__PROBLEM__: Repeat the material exactly as it appears.

---

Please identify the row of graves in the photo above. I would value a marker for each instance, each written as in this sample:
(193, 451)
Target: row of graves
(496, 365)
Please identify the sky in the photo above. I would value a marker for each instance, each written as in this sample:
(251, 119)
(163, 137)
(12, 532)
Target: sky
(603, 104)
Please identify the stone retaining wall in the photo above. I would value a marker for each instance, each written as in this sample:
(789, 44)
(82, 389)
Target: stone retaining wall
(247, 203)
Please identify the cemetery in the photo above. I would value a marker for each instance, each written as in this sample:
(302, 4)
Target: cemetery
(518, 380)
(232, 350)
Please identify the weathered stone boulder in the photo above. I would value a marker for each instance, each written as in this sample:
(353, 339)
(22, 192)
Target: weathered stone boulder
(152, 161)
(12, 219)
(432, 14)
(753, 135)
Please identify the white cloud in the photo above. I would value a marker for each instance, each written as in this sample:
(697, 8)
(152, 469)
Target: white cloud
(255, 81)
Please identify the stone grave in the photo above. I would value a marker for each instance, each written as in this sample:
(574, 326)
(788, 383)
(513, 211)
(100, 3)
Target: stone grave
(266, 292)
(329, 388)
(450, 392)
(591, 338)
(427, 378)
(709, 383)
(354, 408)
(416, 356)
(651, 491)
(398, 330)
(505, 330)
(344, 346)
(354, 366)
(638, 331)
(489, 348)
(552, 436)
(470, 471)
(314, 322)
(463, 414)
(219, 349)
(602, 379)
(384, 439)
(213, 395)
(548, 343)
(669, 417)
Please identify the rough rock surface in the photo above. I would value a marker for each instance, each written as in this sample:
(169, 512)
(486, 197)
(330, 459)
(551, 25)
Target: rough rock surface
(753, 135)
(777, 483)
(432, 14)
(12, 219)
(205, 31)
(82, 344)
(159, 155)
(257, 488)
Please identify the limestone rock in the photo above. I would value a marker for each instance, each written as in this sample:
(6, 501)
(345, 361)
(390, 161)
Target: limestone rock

---

__SOLUTION FOR THIS TASK__:
Please identify the row of graves in the photo above. I would value a marker for each instance, each written as in this sample:
(193, 451)
Target: row of graves
(496, 365)
Please identify the sky in the photo above. I would value a marker for each instance, each written as in this sample:
(251, 119)
(163, 137)
(12, 532)
Target: sky
(603, 104)
Please identify the stone retaining wall in the photo above. I would value a marker for each instance, each written as in this sample:
(789, 44)
(82, 389)
Target: stone retaining wall
(247, 203)
Please identify the cemetery in the photo above. I would value a marker for each instance, each written as in this sample:
(302, 4)
Target: cemetery
(518, 380)
(232, 350)
Please identify the weathered stone boulder in the photo above. I would value a marker for each instance, each written as in this sample:
(353, 339)
(22, 192)
Target: weathered stone boulder
(152, 161)
(12, 219)
(432, 14)
(753, 135)
Please identify the white cloud in the photo above. I would value a marker for each instance, each written as in this sample:
(697, 8)
(152, 469)
Target: white cloud
(255, 81)
Please identify the stone grave in the photo above. I would value a marker for each instance, each written as in this sample:
(574, 326)
(788, 383)
(513, 211)
(100, 3)
Target: stone grave
(266, 292)
(329, 388)
(450, 392)
(591, 338)
(427, 378)
(709, 383)
(354, 408)
(416, 356)
(651, 491)
(398, 330)
(505, 330)
(344, 346)
(354, 366)
(638, 331)
(489, 348)
(552, 436)
(470, 471)
(314, 322)
(463, 414)
(219, 349)
(602, 379)
(384, 439)
(213, 395)
(548, 343)
(669, 417)
Please identify the rough rock surface in the photo above. I would value a marker for each instance, each written as in this sample:
(169, 512)
(486, 197)
(330, 459)
(551, 25)
Target: rough rock surface
(753, 135)
(777, 483)
(432, 14)
(12, 219)
(205, 31)
(82, 344)
(159, 155)
(257, 488)
Please identify the limestone rock in the photo above. I would value a marker for each instance, each written as in this sample:
(6, 501)
(345, 361)
(390, 161)
Target: limestone rock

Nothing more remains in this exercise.